[Exercise set]
1 - Summarize the rock climbing data post in two sentences.
2 - Write a continuation of the rock climbing data post, starting after its last line.

[Document extract]
-- start --

Understanding Rock Climbers With Data (Part 2)

In part 1 of this series, I described my goal of understanding the rock climbing community with data. I also summarized my process of collecting and cleaning about 4 million climbing records (ticks). After cleaning my tick dataset and converting it into a table of climbers, I attempted clustering on the climbers, only to find that climbers are generally sorted by how much they climb (or possibly how much they use Mountain Project).

I think it’s possible there are more interesting clusters to be found in the data, but the results mostly depend on how I convert from ticks to users. And my initial climbers table lacked a critical component: geospatial awareness. While each tick is labeled with a route and climbing area, the geographic locations of those areas are not considered. Instead, the areas are simply represented as strings. For example, the popular High E area is represented as “New York > Gunks > Trapps > High E” in the dataset. The fact that California and New York are physically far apart is not considered.

Geospatial awareness could have a lot of implications. For example, I suspect distance and frequency of travel could contribute to clustering climbers by income. Additionally, the remoteness of climbing destinations could be a defining feature. Many climbers in my own circle have only traveled to easy-access areas like Rumney, Red Rocks, and The Gunks. Few venture to less traveled destinations like Ten Sleep and The Devil’s Tower.

In this post, I’ll describe how I added geotags to my tick dataset and visualized that data.

Adding Geotags To The Dataset

As mentioned above, each climbing route belongs to an area. Fortunately, most climbing areas on Mountain Project are annotated with GPS coordinates. Since both routes and areas have unique URLs, the route URL can be used to resolve the area URL. And since my ticks table contains route URLs, I was able to write a second Scrapy crawler that finds the GPS coordinates for each route. You can force your crawler to examine a specific set of URLs by using the start_requests method.

This crawler ran on my laptop for about four hours and eventually produced a CSV where each row was a route URL, area URL, and GPS coordinates. Areas for which GPS coordinates were missing were simply skipped.

Finally, I joined this areas CSV with my ticks CSV using the Pandas Dataframe merge function (inner join to make sure all remaining rows had GPS coordinates). This process, combined with the cleaning described in Part 1, left me with almost 3 million ticks. While this is substantially less than 4 million, it is still plenty to play with.

Exploring Geotagged Data

After achieving my first goal of geotagging ticks, I quickly realized that exploring geospatial data is hard without data visualization. Even simple questions like whether a tick resides in a certain state requires a lot of effort. The data becomes much more useful when displayed on a map. After exploring a few other mapping options like Matploblib’s Basemap and Leaflet, I discovered gmaps, a Jupyter plugin that uses the Google Maps API.

gmaps comes with some sophisticated tools for visualizing geotagged data. The heatmap feature was most relevant for my use case, and within a few minutes, I was able to visualize my ticks on a map.

A heatmap of ticks globally. It is unsurprising that most ticks are in the United States, since that is Mountain Project’s target demographic. Small spots can also be found in Thailand and Greece, likely due to US tourism.
A closer look at the hotspot in Thailand. The climbers are visiting a popular peninsula called Phra Nang/Railay Beach.
A closer look at the hotspot in Greece. Climbers flock to the Island of Kalymnos, a world-class destination according to Mountain Project.

-- end --

[Material provided]
-- start --

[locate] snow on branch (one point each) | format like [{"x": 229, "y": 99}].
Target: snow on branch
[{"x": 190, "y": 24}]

-- end --

[Answers to each task]
1 - After cleaning about 4 million Mountain Project ticks and finding that clustering mostly sorted climbers by how much they climb, the author added geospatial awareness by writing a second Scrapy crawler to get GPS coordinates for each route's area and merging them into the ticks, which left almost 3 million geotagged ticks. Because exploring geospatial data was hard without visualization, the author used gmaps, a Jupyter plugin built on the Google Maps API, to make heatmaps showing most ticks in the United States, with smaller hotspots in Thailand and Greece.

2 -
Early on, I noticed that without any adjustments, Colorado burned far too bright for the rest of the world. Gmaps recommends solving this problem by setting a ceiling on the intensity of the maximum peak. This cap allows other destinations to show.

A comparison of heatmaps before and after implementing a maximum heat. In the top map, Colorado and a few other areas dominate. In the bottom map, other popular but not ridiculously popular areas show.

I decided to focus my exploration on North America (and the US in particular), since that’s where the vast majority of ticks are located. When the heatmap is placed alongside a map of the most popular climbing destinations, the correlation is obvious.

Exploring Geo Data Over Time

After creating an initial heatmap, I wanted to see what the data looked like over time. I was especially interested in seeing if migratory patterns could be visualized over the course of a year. I decided to create a heatmap for every week in 2019 and combine those images into a video.

In python, it’s easy to create a list of dates using datetime:

from datetime import datetime, timedelta
dates = []
datetime_object = datetime.strptime('Jan 1 2019', '%b %d %Y')
for i in range(52):
  dates.append(datetime_object)
  datetime_object += timedelta(days=7)

With that list of dates, the data can be sliced by applying a mask to the dataframe. For example:

mask = (df['Date'] > dates[0]) & (df['Date'] <= dates[1])
df_for_the_week = df.loc[mask]

For each of the 52 weeks, I created an image. Unfortunately this part was pretty laborious, since it is actually not possible to automatically download a gmaps map as an image (there is a Github FR for this). 52 is in the sweet-spot of possible but painful, so I decided to button mash instead of automating.

Next, I had to combine the images into a video. This was an interesting topic to research, since there are so many options. Many folks do this using paid software or half-baked, free tools online. Others use complicated video-editing applications. When I switched my searches to be more programmer friendly, I realized that this could be handled by ffmpeg, a powerful audio and video processing tool.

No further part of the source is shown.